━━━━━ Record set

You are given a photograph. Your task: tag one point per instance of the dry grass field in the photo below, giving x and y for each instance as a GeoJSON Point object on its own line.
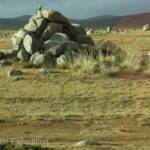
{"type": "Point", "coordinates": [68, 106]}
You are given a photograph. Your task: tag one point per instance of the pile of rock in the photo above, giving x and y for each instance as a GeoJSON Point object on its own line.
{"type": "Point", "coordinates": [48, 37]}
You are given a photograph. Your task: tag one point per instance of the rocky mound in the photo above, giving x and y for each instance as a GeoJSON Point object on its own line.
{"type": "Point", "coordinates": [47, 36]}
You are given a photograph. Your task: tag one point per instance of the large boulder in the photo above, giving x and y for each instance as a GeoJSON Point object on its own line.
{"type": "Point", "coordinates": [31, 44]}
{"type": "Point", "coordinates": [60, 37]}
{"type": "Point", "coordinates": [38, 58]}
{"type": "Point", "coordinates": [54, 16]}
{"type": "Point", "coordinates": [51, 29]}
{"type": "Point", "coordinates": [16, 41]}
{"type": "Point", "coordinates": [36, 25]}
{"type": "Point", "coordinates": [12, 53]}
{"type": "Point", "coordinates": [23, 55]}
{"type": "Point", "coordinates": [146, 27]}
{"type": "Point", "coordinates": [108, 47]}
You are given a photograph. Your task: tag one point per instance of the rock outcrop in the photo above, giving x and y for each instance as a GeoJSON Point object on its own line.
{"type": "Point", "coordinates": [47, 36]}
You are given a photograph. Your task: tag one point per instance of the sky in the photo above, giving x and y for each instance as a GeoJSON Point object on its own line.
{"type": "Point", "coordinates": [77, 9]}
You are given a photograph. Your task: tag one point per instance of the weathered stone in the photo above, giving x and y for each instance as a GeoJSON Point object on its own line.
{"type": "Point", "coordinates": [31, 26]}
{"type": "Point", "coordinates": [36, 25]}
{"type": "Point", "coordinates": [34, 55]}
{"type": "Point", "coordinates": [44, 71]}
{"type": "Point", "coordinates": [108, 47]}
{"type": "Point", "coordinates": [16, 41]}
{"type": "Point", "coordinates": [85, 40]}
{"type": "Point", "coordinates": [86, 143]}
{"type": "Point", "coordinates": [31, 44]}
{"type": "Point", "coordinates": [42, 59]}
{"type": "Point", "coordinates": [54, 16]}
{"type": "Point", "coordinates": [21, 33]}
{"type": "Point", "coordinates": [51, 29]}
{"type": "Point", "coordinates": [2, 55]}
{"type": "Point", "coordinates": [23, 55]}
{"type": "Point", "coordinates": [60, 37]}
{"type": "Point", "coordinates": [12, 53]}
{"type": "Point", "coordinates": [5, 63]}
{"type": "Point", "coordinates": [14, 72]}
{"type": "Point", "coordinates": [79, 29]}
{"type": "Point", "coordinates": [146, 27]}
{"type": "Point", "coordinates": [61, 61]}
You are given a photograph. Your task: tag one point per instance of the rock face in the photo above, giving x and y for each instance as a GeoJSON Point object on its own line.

━━━━━━━━━━
━━━━━ Record set

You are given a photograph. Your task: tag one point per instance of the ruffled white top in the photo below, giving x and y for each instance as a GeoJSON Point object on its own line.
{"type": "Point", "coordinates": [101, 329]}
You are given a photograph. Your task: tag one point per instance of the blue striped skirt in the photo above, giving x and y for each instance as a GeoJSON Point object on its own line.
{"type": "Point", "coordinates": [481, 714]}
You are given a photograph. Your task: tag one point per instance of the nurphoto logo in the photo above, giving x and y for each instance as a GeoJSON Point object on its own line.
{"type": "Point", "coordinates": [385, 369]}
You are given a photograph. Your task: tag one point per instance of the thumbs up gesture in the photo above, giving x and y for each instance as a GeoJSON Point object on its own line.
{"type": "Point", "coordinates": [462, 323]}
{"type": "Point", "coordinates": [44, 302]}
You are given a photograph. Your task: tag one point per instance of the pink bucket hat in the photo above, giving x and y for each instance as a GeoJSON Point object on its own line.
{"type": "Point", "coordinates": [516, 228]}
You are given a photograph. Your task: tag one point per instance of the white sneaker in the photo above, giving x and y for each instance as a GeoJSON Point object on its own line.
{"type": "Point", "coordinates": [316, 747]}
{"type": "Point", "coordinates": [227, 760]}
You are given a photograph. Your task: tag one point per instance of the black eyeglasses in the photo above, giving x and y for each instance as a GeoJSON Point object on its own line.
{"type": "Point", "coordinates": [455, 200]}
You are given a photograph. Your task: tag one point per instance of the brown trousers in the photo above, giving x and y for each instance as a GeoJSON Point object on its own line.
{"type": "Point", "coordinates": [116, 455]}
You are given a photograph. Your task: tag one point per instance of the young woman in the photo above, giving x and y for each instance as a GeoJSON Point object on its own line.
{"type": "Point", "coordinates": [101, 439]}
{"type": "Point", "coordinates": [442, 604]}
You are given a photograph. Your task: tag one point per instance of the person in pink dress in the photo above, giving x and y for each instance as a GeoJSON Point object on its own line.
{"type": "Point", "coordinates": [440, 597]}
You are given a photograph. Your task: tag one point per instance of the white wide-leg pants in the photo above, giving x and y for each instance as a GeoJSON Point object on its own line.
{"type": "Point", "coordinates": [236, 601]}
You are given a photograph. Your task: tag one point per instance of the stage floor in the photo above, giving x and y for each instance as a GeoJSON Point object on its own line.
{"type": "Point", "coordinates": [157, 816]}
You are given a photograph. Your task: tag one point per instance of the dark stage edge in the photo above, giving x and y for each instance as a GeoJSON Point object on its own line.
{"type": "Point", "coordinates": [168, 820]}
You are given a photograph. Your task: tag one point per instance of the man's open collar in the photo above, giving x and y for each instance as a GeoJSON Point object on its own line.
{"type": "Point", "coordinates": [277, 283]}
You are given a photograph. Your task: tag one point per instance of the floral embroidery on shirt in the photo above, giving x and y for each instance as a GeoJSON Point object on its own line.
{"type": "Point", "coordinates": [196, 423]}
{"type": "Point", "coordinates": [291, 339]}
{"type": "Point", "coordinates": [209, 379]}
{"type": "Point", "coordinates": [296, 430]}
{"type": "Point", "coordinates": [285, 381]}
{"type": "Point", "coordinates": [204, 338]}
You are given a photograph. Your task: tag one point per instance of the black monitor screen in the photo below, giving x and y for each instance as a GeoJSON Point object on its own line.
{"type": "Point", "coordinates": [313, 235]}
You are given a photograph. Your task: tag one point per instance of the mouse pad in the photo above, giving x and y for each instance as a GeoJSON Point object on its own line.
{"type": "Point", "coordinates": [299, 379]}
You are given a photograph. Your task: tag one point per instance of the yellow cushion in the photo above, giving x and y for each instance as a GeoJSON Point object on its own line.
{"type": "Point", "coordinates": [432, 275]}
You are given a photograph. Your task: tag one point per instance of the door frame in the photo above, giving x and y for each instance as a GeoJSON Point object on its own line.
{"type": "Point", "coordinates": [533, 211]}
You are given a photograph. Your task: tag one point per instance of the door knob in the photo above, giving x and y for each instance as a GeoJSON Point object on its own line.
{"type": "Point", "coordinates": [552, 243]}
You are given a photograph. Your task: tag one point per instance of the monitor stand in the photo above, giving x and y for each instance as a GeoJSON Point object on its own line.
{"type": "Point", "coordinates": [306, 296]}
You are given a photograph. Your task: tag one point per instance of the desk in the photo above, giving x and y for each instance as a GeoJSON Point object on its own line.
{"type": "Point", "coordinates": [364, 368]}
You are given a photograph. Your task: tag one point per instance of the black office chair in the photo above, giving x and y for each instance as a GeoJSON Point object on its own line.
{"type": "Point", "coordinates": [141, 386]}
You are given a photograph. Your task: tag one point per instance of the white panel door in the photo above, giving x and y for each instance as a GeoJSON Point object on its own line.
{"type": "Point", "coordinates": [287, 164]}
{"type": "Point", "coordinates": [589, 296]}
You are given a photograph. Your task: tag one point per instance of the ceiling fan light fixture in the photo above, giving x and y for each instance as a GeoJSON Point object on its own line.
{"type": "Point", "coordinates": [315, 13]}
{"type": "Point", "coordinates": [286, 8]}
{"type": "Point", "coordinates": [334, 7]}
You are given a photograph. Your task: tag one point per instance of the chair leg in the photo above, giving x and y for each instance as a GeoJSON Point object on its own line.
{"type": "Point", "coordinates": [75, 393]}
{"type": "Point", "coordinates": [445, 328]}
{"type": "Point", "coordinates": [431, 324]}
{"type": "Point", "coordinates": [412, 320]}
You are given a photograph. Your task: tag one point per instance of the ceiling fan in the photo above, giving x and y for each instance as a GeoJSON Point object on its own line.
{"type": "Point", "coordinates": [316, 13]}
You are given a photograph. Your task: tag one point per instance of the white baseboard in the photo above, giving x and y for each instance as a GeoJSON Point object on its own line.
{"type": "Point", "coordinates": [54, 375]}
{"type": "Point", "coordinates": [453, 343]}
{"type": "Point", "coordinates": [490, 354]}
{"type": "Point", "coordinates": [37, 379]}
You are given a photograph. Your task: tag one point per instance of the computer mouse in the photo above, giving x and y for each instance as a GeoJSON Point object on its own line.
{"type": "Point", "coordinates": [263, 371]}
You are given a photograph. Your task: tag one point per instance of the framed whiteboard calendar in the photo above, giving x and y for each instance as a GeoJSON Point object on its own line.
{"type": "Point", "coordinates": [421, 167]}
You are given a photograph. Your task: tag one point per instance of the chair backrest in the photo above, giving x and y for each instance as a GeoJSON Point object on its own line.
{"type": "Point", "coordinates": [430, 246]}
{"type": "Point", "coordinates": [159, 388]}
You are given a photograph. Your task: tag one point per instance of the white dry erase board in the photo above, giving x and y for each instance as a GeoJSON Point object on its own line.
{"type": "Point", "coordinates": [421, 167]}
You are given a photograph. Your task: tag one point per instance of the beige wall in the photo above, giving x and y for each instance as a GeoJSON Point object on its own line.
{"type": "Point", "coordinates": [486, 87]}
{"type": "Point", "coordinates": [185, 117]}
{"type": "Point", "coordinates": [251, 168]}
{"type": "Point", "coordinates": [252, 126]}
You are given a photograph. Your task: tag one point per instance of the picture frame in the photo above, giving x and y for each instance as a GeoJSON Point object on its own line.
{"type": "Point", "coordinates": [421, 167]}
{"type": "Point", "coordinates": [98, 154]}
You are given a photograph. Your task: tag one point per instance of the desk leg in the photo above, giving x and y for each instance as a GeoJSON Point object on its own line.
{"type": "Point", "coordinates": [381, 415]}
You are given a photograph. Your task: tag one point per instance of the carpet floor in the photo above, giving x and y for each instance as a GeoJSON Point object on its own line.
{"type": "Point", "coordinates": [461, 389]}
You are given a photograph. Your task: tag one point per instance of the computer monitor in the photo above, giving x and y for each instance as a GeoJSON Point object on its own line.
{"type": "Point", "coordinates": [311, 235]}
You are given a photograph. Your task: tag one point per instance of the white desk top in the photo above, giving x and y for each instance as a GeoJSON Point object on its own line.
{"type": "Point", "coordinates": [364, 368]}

━━━━━━━━━━

- _Assigned task_
Look above for the line with "of the weathered" and the line with "the rock face". Retype those two lines and every line between them exactly, adding nothing.

- _Task solution_
You are given a photograph. Your task: tag one point per instance of the weathered stone in the photo above, giving x and y for each instance as a GeoJSON Point object on its own line.
{"type": "Point", "coordinates": [31, 26]}
{"type": "Point", "coordinates": [36, 25]}
{"type": "Point", "coordinates": [34, 55]}
{"type": "Point", "coordinates": [44, 71]}
{"type": "Point", "coordinates": [108, 47]}
{"type": "Point", "coordinates": [16, 41]}
{"type": "Point", "coordinates": [85, 40]}
{"type": "Point", "coordinates": [86, 143]}
{"type": "Point", "coordinates": [31, 44]}
{"type": "Point", "coordinates": [42, 59]}
{"type": "Point", "coordinates": [54, 16]}
{"type": "Point", "coordinates": [21, 33]}
{"type": "Point", "coordinates": [51, 29]}
{"type": "Point", "coordinates": [2, 55]}
{"type": "Point", "coordinates": [23, 55]}
{"type": "Point", "coordinates": [60, 37]}
{"type": "Point", "coordinates": [12, 53]}
{"type": "Point", "coordinates": [5, 63]}
{"type": "Point", "coordinates": [14, 72]}
{"type": "Point", "coordinates": [79, 29]}
{"type": "Point", "coordinates": [146, 27]}
{"type": "Point", "coordinates": [61, 61]}
You are given a photograph. Your task: tag one point per instance of the rock face in the photo above, giving x and y for each instance as a GeoJSON Point object on its own line.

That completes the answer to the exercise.